>>>>>
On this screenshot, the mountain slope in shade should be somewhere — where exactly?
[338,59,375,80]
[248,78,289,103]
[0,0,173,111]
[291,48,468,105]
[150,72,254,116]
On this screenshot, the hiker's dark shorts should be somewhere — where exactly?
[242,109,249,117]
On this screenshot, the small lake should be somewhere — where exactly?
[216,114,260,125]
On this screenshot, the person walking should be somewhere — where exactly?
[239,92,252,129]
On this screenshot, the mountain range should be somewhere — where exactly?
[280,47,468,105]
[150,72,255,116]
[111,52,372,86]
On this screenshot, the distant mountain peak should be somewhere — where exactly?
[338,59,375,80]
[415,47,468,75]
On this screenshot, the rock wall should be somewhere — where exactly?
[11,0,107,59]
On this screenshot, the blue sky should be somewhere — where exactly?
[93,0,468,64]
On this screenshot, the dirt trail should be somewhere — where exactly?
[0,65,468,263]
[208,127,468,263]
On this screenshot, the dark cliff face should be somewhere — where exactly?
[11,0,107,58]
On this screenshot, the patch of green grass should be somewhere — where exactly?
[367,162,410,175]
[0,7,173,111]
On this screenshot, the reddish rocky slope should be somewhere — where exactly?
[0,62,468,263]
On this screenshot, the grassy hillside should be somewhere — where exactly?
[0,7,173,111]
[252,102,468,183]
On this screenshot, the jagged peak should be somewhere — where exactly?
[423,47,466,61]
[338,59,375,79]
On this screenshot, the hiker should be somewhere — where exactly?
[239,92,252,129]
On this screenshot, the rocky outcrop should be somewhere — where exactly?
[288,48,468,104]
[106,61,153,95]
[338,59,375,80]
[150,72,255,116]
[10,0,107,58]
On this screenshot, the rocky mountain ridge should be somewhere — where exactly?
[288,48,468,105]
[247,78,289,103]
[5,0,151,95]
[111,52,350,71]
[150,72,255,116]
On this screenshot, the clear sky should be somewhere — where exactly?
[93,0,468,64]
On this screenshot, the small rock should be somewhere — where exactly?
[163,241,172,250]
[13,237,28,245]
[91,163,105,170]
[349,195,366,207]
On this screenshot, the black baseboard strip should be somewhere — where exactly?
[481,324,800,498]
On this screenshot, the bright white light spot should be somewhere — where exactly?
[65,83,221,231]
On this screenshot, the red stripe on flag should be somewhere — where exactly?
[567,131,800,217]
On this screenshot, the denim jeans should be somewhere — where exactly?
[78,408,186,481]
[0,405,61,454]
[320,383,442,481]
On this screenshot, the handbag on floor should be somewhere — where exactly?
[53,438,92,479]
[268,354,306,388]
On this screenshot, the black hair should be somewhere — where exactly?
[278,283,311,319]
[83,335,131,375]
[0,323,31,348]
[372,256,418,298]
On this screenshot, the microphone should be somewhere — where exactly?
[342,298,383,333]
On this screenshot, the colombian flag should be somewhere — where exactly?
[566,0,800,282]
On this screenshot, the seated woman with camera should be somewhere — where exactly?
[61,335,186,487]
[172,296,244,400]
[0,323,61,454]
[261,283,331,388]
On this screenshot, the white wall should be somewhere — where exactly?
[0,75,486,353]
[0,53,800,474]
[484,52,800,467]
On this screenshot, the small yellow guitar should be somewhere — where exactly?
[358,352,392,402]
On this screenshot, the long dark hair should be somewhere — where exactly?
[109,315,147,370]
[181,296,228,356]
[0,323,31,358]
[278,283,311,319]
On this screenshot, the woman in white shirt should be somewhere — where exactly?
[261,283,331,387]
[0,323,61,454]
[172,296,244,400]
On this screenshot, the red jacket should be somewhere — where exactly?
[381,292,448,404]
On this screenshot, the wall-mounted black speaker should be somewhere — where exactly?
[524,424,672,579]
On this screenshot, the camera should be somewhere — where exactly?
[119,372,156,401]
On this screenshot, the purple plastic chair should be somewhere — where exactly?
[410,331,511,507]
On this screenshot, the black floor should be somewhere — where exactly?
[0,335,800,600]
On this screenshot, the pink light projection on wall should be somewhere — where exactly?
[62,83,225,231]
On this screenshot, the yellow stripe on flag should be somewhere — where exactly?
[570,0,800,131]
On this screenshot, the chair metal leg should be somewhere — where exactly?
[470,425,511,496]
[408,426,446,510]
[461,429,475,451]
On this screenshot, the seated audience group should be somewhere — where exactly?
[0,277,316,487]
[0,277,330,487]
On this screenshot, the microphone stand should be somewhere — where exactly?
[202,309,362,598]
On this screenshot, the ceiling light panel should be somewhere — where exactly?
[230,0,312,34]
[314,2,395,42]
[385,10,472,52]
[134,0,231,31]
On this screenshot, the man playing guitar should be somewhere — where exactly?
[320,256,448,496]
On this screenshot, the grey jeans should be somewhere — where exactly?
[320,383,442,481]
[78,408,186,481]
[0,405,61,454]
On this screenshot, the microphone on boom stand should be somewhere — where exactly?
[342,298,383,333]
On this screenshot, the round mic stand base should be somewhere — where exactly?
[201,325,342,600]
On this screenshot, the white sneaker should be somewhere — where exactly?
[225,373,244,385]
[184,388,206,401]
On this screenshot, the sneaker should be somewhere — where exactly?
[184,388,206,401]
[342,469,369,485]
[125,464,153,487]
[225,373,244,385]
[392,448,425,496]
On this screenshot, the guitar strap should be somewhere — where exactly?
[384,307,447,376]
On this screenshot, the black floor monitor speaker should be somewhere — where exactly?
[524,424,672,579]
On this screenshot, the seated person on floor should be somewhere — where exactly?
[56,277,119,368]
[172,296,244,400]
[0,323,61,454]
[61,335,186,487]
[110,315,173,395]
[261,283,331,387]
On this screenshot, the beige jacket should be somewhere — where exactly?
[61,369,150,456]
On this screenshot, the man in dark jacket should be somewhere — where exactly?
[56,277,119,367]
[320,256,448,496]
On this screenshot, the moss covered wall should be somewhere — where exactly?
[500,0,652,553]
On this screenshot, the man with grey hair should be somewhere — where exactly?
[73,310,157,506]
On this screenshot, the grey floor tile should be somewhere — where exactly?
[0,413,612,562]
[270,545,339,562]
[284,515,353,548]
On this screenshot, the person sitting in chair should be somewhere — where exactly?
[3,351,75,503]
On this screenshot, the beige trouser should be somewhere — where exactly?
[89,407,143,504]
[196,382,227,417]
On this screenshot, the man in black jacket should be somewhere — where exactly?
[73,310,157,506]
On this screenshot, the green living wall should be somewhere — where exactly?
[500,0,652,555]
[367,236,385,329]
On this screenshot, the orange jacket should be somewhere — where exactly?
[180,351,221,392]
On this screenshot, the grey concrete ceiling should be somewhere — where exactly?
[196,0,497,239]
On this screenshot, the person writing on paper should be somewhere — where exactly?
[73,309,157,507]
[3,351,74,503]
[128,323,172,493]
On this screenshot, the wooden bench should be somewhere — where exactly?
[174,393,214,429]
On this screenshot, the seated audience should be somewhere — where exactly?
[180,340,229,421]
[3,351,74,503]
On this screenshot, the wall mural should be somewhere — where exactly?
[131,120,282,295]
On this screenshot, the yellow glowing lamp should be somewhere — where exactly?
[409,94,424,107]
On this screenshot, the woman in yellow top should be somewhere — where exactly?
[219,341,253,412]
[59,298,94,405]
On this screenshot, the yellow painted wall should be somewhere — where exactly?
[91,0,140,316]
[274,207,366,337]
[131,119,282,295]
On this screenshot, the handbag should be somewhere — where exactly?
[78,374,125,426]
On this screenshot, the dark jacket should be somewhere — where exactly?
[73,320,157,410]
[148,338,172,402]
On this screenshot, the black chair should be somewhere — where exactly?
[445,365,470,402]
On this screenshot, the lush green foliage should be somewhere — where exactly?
<<<<<
Present all of the items above as a numbered list, with any blank lines omitted.

1. On this screenshot, the mountain slope in shade should be somewhere — where exactly?
2. [338,59,375,80]
3. [248,78,289,103]
4. [0,0,173,111]
5. [291,48,468,105]
6. [150,72,254,116]
7. On this screenshot, the hiker's dark shorts should be somewhere — where exactly?
8. [242,109,249,117]
9. On this screenshot, the small lake should be somewhere — where exactly?
10. [216,114,260,125]
11. On this screenshot, the person walking should be somewhere — where exactly?
12. [239,92,252,129]
13. On this screenshot, the mountain range should be somewhere — where exactly?
14. [280,47,468,105]
15. [150,72,255,116]
16. [111,52,372,86]
17. On this screenshot, the distant mountain peak should be somewhere — where exactly?
18. [338,59,375,80]
19. [415,47,468,75]
20. On this screenshot, the rock wall should be somewhere — where exactly?
21. [11,0,107,59]
22. On this screenshot, the blue sky should be somewhere — where exactly?
23. [93,0,468,64]
24. On this screenshot, the dirt trail should be somewhere — where exactly?
25. [0,65,468,263]
26. [208,127,468,263]
27. On this screenshot, the dark cliff face should be somewhere — where exactly?
28. [11,0,107,58]
29. On this screenshot, the patch of green grass should be somewhere — where exactly?
30. [367,162,410,175]
31. [0,7,173,111]
32. On this screenshot, the reddish rocky slope should be somewhere — where exactly?
33. [0,62,468,263]
34. On this screenshot, the grassy hillside should be somewhere — where exactly?
35. [0,7,173,111]
36. [252,102,468,183]
37. On this screenshot, the jagged peak should be somewhere — where exactly?
38. [423,47,466,61]
39. [338,59,375,79]
40. On this screenshot, the hiker should be somewhere — where exactly?
41. [239,92,252,129]
42. On this screenshot, the rocky outcrop should be somewhere — where exactly?
43. [288,48,468,104]
44. [106,61,153,95]
45. [338,59,375,80]
46. [150,72,255,116]
47. [10,0,107,58]
48. On this screenshot, the rocky mountain ridge should be somewhere — where exactly?
49. [288,48,468,105]
50. [247,78,289,103]
51. [5,0,151,95]
52. [111,52,350,71]
53. [150,72,255,116]
54. On this screenshot, the clear sky should be somewhere — where exactly?
55. [93,0,468,64]
56. On this screenshot, the small rock should be somewhere — where exactly?
57. [163,241,172,250]
58. [13,237,28,245]
59. [91,163,105,170]
60. [349,195,366,207]
61. On this screenshot, the black baseboard strip should be somewhere — where exactly?
62. [481,324,800,498]
63. On this screenshot, the bright white light spot should be somewhere — where exactly?
64. [65,83,221,231]
65. On this screenshot, the red stripe on flag should be somewhere — where exactly?
66. [567,131,800,217]
67. On this screenshot, the denim jeans should be somewhere — where exactly?
68. [78,408,186,481]
69. [0,405,61,454]
70. [320,383,442,481]
71. On this screenshot, the handbag on floor should be somewhere — where exactly?
72. [53,438,92,479]
73. [268,354,306,388]
74. On this screenshot, the black hair should be somewhere — where exactly?
75. [278,283,311,319]
76. [83,335,131,375]
77. [0,323,31,348]
78. [372,256,418,298]
79. On this screenshot, the microphone should be somewhere — where exactly?
80. [342,298,383,333]
81. On this screenshot, the colombian flag should be somewhere — where exactly?
82. [566,0,800,282]
83. On this screenshot, the seated woman with camera should be somewhere — where exactly?
84. [61,335,186,487]
85. [172,296,244,400]
86. [0,323,61,454]
87. [261,283,331,388]
88. On this screenshot, the white wall should be somewhere — where exactly?
89. [0,75,486,353]
90. [0,53,800,474]
91. [484,52,800,467]
92. On this screenshot, the small yellow guitar should be somewhere — where exactly?
93. [358,352,392,402]
94. On this screenshot, the long dark hair should be somewhere — where exactly?
95. [109,315,147,370]
96. [181,296,228,356]
97. [0,323,31,358]
98. [278,283,311,319]
99. On this screenshot, the woman in white shirt should be somewhere — where exactly?
100. [261,283,331,387]
101. [0,323,61,454]
102. [172,296,244,400]
103. On this screenshot, the red jacket should be somewhere — where exactly?
104. [381,292,448,404]
105. On this screenshot, the wall-mounted black speaker should be somewhere — where exactly?
106. [524,424,672,579]
107. On this screenshot, the camera should be somewhere — where exactly?
108. [119,372,156,401]
109. On this screenshot, the purple plastic chair should be somewhere — where exactly?
110. [410,331,511,507]
111. On this screenshot, the black floor should be somewhere — where exactly?
112. [0,335,800,600]
113. On this screenshot, the pink light projection on wall should be somewhere — where exactly?
114. [62,83,225,231]
115. On this screenshot, the yellow stripe on flag should be somewhere — where exactly?
116. [570,0,800,131]
117. On this screenshot, the chair metal leg should be somewhere — where exactly?
118. [470,425,511,496]
119. [408,426,446,510]
120. [461,429,475,451]
121. On this screenshot, the seated audience group should be somewhere — where exactly?
122. [0,277,316,487]
123. [0,277,330,487]
124. On this screenshot, the microphone stand should be somewhere — where exactly?
125. [202,309,362,598]
126. On this screenshot, the ceiling light panel should be somewhere — where exactly?
127. [230,0,312,34]
128. [314,2,395,42]
129. [385,10,472,52]
130. [134,0,231,31]
131. On this screenshot, the man playing guitar should be somewhere — where exactly?
132. [320,256,448,496]
133. On this screenshot, the grey jeans should be somewhere — where exactly?
134. [320,383,442,481]
135. [78,408,186,481]
136. [0,405,61,454]
137. On this screenshot, the microphone on boom stand should be somewhere — where exactly?
138. [342,298,383,333]
139. On this screenshot, the round mic stand base should be somewhere — where exactly?
140. [201,325,342,600]
141. On this screenshot, the white sneaker should be somewhere — where exactly?
142. [225,373,244,385]
143. [184,388,206,401]
144. On this screenshot, the sneaker should be somewhere — where exactly?
145. [184,388,206,401]
146. [342,469,369,485]
147. [125,464,153,487]
148. [225,373,244,385]
149. [392,448,425,496]
150. On this screenshot, the guitar strap should be somewhere — where exactly?
151. [384,307,447,376]
152. On this screenshot, the black floor monitor speaker should be somewhere — where exactly?
153. [524,424,672,579]
154. On this screenshot, the seated person on floor should be somewhere — where exactly?
155. [56,277,119,368]
156. [172,296,244,400]
157. [0,323,61,454]
158. [61,335,186,487]
159. [110,315,173,395]
160. [261,283,331,387]
161. On this screenshot, the beige jacket should be somewhere — where exactly?
162. [61,369,150,456]
163. On this screenshot, the man in dark jacket should be somewhere — where exactly?
164. [56,277,119,367]
165. [320,256,448,496]
166. On this screenshot, the moss covered wall should be somewhere — where exactly?
167. [500,0,652,553]
168. On this screenshot, the man with grey hair should be somewhere — where exactly?
169. [73,310,157,506]
170. On this screenshot, the grey floor tile should be somewhere — where exactly?
171. [0,413,612,562]
172. [270,545,339,562]
173. [284,515,353,548]
174. On this screenshot, the person sitting in chair should be somewhere — where exactly?
175. [3,351,75,503]
176. On this screenshot, the beige trouser should be somewhere — where exactly?
177. [89,407,143,504]
178. [196,382,227,417]
179. On this screenshot, the man in black jacket should be somewhere — where exactly?
180. [73,310,157,506]
181. On this screenshot, the green living wall should be somewhere — where exactly?
182. [500,0,652,555]
183. [367,236,385,329]
184. On this screenshot, the orange jacket should be somewhere — where exactly?
185. [180,351,221,392]
186. On this screenshot, the grey concrete ceiling should be somewhere — where exactly?
187. [196,0,497,239]
188. On this screenshot, the person writing on paper should be somewhere — where exactly?
189. [73,309,157,507]
190. [3,351,74,503]
191. [128,323,172,493]
192. On this screenshot, the wooden bench should be somewhere — where exactly?
193. [174,393,214,429]
194. On this screenshot, the seated audience should be somewhere — where exactly?
195. [180,340,229,421]
196. [3,351,74,503]
197. On this screenshot, the wall mural should be somewhere — where exactly?
198. [131,120,282,295]
199. On this screenshot, the yellow glowing lamp should be somewhere — where exactly?
200. [409,94,424,107]
201. On this screenshot, the woman in yellow top should be somewhere — where exactly?
202. [219,341,253,412]
203. [59,298,94,405]
204. On this screenshot, the yellow painted wall should be somewhere — where exactly?
205. [91,0,140,316]
206. [274,207,366,337]
207. [131,119,282,295]
208. On this screenshot, the handbag should be somewhere — where exactly?
209. [78,374,125,426]
210. On this screenshot, the dark jacket should be somewhere — where exactly?
211. [73,320,157,410]
212. [148,338,172,402]
213. On this screenshot, the black chair should be somewhere — where exactly?
214. [445,365,470,402]
215. On this screenshot, the lush green foliage should be somewhere — where exactly?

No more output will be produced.